EXERCISE DIRECTIONS:
Copy out the passage below about students' reactions to the Duchess, word for word and in full.

When I show her to my art appreciation students, there are instant gasps and guffaws, to be sure, but I ask them to move beyond their spontaneous reaction and examine its basis. Whence comes the perception of ugliness? Or whence the humor?—for humor is the first point of approach for many of them. The piece strikes them as nothing more than a wild artistic joke, a bald satire on feminine vanity in the face of reality and advancing age. The Duchess is too old to dress so provocatively, students will protest, too ugly to pretend to any kind of appeal. They see her wistful gaze and the ironic rose in her gnarled hand—as if she expects romance to come her way—but the flower is a bud that will never blossom.

INFORMATION SHOWN:
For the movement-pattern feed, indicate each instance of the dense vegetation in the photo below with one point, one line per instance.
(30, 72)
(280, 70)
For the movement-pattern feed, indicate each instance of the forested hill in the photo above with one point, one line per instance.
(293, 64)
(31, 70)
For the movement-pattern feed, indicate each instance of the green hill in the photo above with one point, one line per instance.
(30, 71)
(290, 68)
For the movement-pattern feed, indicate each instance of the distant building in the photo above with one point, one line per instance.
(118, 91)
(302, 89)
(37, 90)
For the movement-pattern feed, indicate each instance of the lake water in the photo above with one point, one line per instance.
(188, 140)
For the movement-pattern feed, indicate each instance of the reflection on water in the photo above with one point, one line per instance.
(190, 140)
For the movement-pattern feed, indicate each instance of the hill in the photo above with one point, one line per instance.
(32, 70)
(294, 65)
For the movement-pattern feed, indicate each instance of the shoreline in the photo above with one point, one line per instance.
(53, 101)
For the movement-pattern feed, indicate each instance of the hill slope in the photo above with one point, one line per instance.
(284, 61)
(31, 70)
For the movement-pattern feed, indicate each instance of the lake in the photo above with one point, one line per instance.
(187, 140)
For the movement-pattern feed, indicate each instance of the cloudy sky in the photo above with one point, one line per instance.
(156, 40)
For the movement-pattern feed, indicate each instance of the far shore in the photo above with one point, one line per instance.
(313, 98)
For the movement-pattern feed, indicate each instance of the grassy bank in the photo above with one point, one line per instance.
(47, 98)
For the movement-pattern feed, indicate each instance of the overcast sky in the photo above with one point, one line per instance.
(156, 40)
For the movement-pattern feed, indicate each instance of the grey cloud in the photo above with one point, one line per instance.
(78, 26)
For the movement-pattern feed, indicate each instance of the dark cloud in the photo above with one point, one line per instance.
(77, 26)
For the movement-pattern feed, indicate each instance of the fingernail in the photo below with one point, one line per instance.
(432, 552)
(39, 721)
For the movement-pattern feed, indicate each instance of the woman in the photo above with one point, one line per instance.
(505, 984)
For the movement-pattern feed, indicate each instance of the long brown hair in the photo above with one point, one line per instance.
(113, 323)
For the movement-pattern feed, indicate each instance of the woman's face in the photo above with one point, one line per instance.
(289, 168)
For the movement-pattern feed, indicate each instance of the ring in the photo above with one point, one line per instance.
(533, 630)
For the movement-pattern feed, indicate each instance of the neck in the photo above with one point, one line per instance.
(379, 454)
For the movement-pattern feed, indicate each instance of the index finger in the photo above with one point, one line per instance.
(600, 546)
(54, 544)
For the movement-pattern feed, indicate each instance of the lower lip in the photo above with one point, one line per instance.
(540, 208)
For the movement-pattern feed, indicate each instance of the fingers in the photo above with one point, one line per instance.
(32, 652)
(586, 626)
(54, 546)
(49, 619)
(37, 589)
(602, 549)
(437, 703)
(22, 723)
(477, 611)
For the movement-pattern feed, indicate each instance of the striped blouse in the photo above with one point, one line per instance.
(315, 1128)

ANSWER FOR THIS EXERCISE:
When I show her to my art appreciation students, there are instant gasps and guffaws, to be sure, but I ask them to move beyond their spontaneous reaction and examine its basis. Whence comes the perception of ugliness? Or whence the humor?—for humor is the first point of approach for many of them. The piece strikes them as nothing more than a wild artistic joke, a bald satire on feminine vanity in the face of reality and advancing age. The Duchess is too old to dress so provocatively, students will protest, too ugly to pretend to any kind of appeal. They see her wistful gaze and the ironic rose in her gnarled hand—as if she expects romance to come her way—but the flower is a bud that will never blossom.